» Exercise prompt: Reproduce each of the following items word for word, without changing anything.

» Data extract:
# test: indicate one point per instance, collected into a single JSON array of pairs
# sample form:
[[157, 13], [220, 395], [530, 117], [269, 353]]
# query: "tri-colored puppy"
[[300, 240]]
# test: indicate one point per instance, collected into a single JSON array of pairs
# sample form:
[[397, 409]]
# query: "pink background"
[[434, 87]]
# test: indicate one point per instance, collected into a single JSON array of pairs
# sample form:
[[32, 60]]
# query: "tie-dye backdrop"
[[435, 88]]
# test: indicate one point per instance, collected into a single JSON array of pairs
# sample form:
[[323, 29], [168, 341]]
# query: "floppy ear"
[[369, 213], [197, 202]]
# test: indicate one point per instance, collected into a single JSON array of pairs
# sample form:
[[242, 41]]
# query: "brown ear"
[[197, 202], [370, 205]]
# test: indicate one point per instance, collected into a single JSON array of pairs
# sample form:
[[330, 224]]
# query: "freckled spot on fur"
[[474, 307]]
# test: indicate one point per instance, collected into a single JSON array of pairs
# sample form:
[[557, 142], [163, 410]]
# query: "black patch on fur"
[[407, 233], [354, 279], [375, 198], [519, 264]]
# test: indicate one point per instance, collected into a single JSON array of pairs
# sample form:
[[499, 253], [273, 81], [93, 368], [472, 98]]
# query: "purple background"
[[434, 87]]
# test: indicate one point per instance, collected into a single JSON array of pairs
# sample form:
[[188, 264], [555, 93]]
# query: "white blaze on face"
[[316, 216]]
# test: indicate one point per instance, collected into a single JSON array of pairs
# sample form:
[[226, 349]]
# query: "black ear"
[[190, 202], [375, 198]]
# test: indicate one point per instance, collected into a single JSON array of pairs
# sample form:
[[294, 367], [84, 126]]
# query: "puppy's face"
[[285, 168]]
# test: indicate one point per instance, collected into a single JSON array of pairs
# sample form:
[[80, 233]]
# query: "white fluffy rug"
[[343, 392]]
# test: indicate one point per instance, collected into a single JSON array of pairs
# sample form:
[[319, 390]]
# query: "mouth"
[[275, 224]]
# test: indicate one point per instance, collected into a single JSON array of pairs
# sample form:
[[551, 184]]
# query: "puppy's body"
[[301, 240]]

» Solution:
# test: indicate one point per instance, collected into a single JSON array of pairs
# sample form:
[[157, 13], [220, 395], [530, 117], [269, 353]]
# query: "tri-colored puppy"
[[300, 240]]
# test: indicate one point per instance, collected into a single JSON array of pairs
# sample form:
[[397, 409]]
# query: "pink background"
[[434, 87]]
# test: indicate one point per instance, collected into a single JSON array of pairs
# sample form:
[[32, 60]]
# query: "tie-dye backdrop"
[[435, 88]]
# test: indicate one point per instance, collected into a single JSON array of pairs
# sample form:
[[323, 29], [168, 341]]
# query: "floppy ear"
[[369, 213], [197, 202]]
# test: indicate one point per instance, collected into a single JSON array of pairs
# sample form:
[[242, 41]]
# query: "brown ear"
[[197, 202], [370, 205]]
# test: indicate one point per instance, collected into a single JSON array of pairs
# sample form:
[[330, 224]]
# query: "freckled spot on fur"
[[474, 307]]
# test: indicate one point per instance, collected into a single JSON array of pairs
# sample form:
[[557, 142], [163, 410]]
# query: "black patch on fur"
[[407, 233], [354, 279], [375, 198], [519, 264]]
# test: indicate one point per instance, collected into a single JSON array of pairs
# sample form:
[[499, 253], [273, 81], [93, 368], [472, 98]]
# query: "purple background"
[[434, 87]]
# test: indicate one point per instance, collected into a single JSON array of pairs
# sample form:
[[188, 264], [555, 93]]
# query: "white blaze on face"
[[316, 216]]
# test: indicate one point per instance, collected into a single JSON array of pairs
# sample form:
[[226, 349]]
# query: "black ear"
[[190, 202], [375, 198]]
# test: indicate one point per instance, collected into a single JSON array of pairs
# sample form:
[[294, 367], [84, 126]]
# query: "puppy's face"
[[285, 168]]
# test: indicate one point per instance, collected into a single JSON array of pairs
# sample form:
[[80, 233]]
# query: "white fluffy rug"
[[343, 392]]
# test: indicate one point per instance, collected into a single JSON array of pairs
# sample form:
[[319, 390]]
# query: "mouth"
[[275, 224]]
# test: indicate one point per instance, collected into a single JSON array of pairs
# sample form:
[[551, 184]]
# query: "puppy's body"
[[301, 240]]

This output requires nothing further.